- [Problème à traiter]: Renvoie toutes les lignes des entrées ci-dessous où figure le mot « blue », en tenant compte de la casse.
• • • • •
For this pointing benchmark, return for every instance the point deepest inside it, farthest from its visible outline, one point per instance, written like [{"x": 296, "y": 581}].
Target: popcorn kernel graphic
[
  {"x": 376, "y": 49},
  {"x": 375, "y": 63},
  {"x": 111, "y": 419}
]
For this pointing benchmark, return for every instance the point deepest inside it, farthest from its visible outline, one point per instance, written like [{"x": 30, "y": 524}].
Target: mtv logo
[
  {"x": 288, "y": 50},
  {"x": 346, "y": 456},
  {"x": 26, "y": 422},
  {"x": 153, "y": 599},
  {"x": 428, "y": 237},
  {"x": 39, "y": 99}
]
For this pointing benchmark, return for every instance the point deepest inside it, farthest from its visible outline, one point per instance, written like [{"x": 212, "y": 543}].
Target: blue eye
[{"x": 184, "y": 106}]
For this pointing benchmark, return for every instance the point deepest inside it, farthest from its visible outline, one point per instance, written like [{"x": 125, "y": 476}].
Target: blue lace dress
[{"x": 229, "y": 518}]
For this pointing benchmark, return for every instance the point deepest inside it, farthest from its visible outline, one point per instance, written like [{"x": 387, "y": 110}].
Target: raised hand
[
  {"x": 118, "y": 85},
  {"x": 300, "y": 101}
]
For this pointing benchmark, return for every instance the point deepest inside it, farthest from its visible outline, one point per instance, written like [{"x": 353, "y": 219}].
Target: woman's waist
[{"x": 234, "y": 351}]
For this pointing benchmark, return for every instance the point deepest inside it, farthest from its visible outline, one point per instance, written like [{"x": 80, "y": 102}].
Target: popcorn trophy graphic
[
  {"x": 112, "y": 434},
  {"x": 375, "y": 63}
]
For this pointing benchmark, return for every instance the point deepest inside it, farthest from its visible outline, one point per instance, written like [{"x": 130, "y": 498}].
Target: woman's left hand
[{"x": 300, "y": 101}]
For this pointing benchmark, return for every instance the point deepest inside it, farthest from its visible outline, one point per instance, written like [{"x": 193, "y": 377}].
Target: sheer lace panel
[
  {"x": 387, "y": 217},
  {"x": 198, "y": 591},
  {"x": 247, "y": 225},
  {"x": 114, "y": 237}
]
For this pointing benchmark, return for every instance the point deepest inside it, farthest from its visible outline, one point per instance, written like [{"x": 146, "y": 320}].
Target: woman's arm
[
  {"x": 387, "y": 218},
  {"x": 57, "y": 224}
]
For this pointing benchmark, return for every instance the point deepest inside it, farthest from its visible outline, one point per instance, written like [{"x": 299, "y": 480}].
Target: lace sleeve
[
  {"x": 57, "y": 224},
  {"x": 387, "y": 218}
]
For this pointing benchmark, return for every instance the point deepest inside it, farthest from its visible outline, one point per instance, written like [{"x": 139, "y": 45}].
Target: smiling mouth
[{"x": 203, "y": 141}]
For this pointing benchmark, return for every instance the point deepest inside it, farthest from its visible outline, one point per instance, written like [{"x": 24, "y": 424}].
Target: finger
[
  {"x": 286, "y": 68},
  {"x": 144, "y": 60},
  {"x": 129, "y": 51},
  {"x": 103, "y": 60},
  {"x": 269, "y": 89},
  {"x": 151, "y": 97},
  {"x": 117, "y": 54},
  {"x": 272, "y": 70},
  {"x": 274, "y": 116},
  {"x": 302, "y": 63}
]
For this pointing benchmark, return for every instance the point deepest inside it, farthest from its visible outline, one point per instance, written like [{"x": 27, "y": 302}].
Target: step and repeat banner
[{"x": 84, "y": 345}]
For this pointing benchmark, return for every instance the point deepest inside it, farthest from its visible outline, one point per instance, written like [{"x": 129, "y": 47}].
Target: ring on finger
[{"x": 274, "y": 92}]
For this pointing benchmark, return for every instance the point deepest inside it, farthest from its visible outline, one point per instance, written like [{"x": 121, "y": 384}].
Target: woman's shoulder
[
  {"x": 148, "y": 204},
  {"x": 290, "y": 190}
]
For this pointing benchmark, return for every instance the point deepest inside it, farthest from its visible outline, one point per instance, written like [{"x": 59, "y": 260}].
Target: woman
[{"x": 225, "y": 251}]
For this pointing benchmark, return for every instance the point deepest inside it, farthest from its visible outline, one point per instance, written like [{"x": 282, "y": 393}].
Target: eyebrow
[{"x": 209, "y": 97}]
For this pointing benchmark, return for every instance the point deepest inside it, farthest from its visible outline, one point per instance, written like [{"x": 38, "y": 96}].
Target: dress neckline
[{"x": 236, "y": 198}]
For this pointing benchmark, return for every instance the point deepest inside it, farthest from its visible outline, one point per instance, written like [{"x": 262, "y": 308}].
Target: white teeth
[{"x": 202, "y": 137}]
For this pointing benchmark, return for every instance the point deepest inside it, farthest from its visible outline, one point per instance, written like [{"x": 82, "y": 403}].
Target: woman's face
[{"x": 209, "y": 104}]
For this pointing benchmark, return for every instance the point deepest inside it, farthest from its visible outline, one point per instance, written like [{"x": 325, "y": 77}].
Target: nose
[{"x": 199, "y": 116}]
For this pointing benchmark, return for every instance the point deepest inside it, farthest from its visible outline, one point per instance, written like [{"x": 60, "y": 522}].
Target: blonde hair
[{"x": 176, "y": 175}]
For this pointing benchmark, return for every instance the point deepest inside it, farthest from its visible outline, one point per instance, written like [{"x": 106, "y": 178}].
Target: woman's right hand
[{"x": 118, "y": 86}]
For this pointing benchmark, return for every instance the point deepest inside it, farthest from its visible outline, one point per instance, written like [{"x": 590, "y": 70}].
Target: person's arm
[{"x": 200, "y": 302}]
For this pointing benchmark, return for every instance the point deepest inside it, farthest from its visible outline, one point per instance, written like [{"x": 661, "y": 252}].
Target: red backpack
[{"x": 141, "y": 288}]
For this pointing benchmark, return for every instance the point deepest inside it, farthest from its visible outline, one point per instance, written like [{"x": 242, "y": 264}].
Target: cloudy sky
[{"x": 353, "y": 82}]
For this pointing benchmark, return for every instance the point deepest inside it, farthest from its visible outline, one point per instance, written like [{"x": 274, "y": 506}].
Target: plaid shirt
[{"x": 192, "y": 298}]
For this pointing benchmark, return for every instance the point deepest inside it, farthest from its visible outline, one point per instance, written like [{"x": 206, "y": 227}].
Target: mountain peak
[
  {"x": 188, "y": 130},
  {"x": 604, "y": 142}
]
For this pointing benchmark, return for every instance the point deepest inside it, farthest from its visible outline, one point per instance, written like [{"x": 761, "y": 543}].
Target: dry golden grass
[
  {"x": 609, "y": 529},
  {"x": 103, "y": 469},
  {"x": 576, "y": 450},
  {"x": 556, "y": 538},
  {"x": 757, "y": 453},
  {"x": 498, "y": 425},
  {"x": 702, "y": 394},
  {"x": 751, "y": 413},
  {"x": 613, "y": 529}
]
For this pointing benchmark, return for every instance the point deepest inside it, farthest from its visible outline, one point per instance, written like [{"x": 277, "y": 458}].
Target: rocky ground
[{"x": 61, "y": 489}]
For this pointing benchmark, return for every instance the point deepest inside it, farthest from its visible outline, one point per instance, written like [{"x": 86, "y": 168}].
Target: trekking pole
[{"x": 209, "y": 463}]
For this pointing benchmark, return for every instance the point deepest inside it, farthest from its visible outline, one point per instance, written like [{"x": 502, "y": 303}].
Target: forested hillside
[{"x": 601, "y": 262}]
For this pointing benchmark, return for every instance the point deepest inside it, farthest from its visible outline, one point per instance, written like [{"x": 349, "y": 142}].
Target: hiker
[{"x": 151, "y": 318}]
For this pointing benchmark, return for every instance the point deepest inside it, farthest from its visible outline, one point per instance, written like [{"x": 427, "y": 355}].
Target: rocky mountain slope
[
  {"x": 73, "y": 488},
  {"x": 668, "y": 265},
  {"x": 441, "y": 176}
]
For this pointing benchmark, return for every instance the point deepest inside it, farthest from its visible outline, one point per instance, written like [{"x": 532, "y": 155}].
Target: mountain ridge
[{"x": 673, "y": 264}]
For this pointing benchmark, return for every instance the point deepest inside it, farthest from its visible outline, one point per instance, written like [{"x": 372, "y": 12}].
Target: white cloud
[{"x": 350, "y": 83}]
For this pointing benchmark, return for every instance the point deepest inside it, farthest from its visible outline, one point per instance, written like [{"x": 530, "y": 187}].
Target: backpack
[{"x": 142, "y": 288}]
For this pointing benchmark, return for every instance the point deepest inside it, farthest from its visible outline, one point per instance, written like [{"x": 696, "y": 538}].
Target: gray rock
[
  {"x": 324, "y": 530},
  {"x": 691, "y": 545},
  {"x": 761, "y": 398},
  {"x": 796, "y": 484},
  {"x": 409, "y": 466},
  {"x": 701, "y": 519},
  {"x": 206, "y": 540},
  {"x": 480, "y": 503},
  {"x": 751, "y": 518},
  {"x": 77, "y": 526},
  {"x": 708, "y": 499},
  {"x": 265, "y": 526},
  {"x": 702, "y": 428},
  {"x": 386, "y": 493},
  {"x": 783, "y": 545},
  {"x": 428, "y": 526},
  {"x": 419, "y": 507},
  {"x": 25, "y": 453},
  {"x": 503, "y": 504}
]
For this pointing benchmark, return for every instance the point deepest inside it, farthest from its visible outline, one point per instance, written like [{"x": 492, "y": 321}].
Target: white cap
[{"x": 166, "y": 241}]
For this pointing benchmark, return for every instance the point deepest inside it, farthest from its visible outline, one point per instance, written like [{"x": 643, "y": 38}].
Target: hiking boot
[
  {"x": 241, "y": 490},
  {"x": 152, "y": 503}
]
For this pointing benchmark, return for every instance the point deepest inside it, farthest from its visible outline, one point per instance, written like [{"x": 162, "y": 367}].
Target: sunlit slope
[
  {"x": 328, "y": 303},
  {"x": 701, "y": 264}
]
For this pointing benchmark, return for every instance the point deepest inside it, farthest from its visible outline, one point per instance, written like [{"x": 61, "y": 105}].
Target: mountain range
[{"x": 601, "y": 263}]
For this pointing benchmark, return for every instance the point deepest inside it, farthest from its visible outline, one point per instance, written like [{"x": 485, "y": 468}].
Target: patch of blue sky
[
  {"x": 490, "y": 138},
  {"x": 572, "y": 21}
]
• • • • •
- [Tâche accomplie]:
Target: blue eye
Target: blue lace dress
Target: patch of blue sky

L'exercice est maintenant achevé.